**EXERCISE DIRECTIONS:**
Please output the lines of the material below without any changes.

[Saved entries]
******

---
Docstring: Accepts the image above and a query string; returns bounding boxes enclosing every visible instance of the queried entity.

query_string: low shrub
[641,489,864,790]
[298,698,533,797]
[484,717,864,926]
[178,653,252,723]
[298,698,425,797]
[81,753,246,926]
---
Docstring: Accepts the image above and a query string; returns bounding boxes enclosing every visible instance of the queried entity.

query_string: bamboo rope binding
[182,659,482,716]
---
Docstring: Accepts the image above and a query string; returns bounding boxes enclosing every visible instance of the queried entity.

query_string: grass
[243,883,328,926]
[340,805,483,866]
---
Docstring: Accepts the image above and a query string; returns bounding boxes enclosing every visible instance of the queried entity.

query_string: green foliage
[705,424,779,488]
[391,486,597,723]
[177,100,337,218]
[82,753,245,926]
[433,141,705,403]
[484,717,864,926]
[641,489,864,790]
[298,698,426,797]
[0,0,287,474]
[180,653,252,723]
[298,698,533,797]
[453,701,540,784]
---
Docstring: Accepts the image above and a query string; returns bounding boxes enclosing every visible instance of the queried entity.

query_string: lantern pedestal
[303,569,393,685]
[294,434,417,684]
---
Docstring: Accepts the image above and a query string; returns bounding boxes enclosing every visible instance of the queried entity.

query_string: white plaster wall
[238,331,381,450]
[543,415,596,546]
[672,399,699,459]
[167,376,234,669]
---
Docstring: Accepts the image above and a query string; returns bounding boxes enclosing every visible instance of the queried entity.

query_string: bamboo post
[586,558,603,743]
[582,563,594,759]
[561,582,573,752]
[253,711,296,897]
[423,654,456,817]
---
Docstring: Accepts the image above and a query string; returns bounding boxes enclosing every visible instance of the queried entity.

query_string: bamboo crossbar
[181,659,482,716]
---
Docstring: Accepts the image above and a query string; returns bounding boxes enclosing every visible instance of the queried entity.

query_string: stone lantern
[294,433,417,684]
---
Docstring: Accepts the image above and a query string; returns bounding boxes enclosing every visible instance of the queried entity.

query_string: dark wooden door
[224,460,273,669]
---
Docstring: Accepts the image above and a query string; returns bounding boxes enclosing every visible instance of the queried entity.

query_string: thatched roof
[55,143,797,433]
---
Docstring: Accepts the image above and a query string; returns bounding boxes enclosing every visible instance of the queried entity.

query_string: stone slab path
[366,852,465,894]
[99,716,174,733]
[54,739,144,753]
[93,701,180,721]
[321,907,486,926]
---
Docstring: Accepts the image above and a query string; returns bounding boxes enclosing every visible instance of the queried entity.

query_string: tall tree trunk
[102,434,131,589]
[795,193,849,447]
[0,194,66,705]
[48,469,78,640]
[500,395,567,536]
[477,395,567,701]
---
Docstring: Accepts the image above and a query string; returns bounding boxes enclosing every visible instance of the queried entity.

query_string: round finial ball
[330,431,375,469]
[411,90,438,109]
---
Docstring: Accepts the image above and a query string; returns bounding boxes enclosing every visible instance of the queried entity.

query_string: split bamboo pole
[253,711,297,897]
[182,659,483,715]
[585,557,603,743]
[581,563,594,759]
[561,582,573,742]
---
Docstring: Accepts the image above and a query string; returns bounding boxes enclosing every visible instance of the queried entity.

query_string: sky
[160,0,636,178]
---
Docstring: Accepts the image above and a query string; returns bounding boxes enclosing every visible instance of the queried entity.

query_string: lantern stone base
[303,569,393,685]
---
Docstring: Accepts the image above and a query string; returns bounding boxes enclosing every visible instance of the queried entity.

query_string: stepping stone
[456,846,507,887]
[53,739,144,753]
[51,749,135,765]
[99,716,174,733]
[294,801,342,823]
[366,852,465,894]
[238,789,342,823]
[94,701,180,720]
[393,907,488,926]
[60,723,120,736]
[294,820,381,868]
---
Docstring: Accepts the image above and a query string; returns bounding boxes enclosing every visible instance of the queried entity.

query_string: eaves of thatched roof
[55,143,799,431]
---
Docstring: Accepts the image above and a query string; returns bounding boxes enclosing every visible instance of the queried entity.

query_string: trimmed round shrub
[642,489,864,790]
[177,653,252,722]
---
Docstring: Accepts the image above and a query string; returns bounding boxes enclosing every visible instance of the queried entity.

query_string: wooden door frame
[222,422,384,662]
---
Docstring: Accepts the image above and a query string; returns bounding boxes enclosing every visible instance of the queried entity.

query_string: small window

******

**SOLUTION FOR THIS TASK:**
---
Docstring: Accepts the image above and a query string; returns bounding boxes enclosing every visible instance of the queried entity.

query_string: low shrub
[641,489,864,790]
[298,698,533,797]
[484,717,864,926]
[178,653,252,723]
[298,698,425,797]
[81,753,246,926]
---
Docstring: Accepts the image above and a query string; returns bounding boxes enclosing every visible instance of the queried entity.

query_string: bamboo rope binding
[182,659,482,716]
---
Docstring: Accepts the image above and a query string; returns bounding boxes enclosing every visible instance of the queried entity.

query_string: grass
[243,883,328,926]
[340,805,483,866]
---
Docstring: Accepts the image above and a query string; returns bounding boxes enclosing every visible instance of the queried entity.

query_string: green foliage
[705,424,779,488]
[391,486,597,723]
[177,100,337,218]
[82,753,245,926]
[433,141,705,403]
[484,717,864,926]
[641,489,864,790]
[298,698,426,797]
[0,0,287,474]
[180,653,252,723]
[298,698,533,797]
[453,701,540,784]
---
Docstring: Accepts the image above and a query string; returns bounding boxes enclosing every visible instance of the queried entity.

query_string: lantern pedestal
[303,569,393,685]
[294,434,417,684]
---
Docstring: Accepts the image above and a query string; returns bounding boxes enclosing every visible instance of the queried entity.

query_string: white plaster wall
[238,331,381,450]
[543,415,596,546]
[672,399,699,459]
[167,376,234,669]
---
Docstring: Accepts the image above and a query string; returns bounding boxes enclosing every visible instance of the queried entity.

query_string: bamboo post
[586,558,603,743]
[582,563,594,759]
[561,582,573,752]
[253,711,296,897]
[423,654,456,817]
---
Docstring: Accepts the image above and a query string; returns bounding boxes enclosing every visible instance of the queried entity.

query_string: bamboo crossbar
[181,659,482,716]
---
Docstring: Accepts the image above and a query string; returns bounding boxes enclosing every visible instance of the queried entity.

query_string: stone lantern
[294,433,417,684]
---
Docstring: Accepts the image above and a query string; returns bounding boxes enclosing every visible instance of the queried entity.

query_string: dark wooden door
[224,460,273,669]
---
Docstring: Accepts the image above and a query string; returns bounding boxes enclosing every visible instance of the queried entity.

query_string: thatched roof
[55,143,797,433]
---
Docstring: Accepts the image above and a query string; returns bounding boxes enclosing every visible instance of the queried entity.

query_string: stone slab path
[366,852,465,894]
[99,716,174,733]
[54,739,144,753]
[93,701,180,721]
[321,907,486,926]
---
Docstring: Accepts the image above and a query string; returns bounding boxes enclosing every visible instance of the queried entity.

query_string: tall tree trunk
[102,434,131,589]
[795,193,849,447]
[0,194,66,705]
[48,469,78,640]
[500,395,567,536]
[477,395,567,701]
---
Docstring: Accepts the image above and a query string; returns bounding boxes enclosing every visible instance of the queried entity.

query_string: round finial ball
[330,431,375,469]
[411,90,438,109]
---
Docstring: Accepts the image above and a query string; returns bounding boxes enclosing every visible instance of the queried entity.

query_string: split bamboo pole
[253,711,297,897]
[182,659,483,715]
[585,557,603,743]
[581,563,594,759]
[561,582,573,742]
---
Docstring: Accepts the image above and a query string; returns bounding boxes enclosing every visible instance of the queried entity.

query_string: sky
[160,0,636,178]
---
Docstring: Accepts the image above and a query string; returns bounding boxes enclosing every visible instance of the queried entity.

query_string: lantern stone base
[303,569,393,685]
---
Docstring: Accepts the image above and a query string; returns bounding boxes enclosing every visible instance of the queried entity.

query_string: stepping stone
[456,846,507,887]
[53,739,144,753]
[51,749,135,765]
[99,716,174,733]
[294,801,342,823]
[366,852,465,894]
[238,789,342,823]
[94,701,180,720]
[393,907,488,926]
[60,723,120,736]
[294,820,381,868]
---
Docstring: Accepts the image above and a query string; returns bounding boxes enclosing every visible instance of the queried entity.

query_string: eaves of thatched roof
[55,143,799,431]
---
Docstring: Accepts the image above and a query string; returns bounding boxes enclosing every visible instance of the queried entity.

query_string: trimmed round shrub
[642,489,864,790]
[177,653,252,722]
---
Docstring: Accepts the image above and a query string; returns bounding boxes enclosing every visible instance of the queried entity.

query_string: wooden door frame
[222,422,384,662]
---
Docstring: Accepts the image above and a query string; returns bounding boxes enclosing every visible instance of the queried entity.

query_string: small window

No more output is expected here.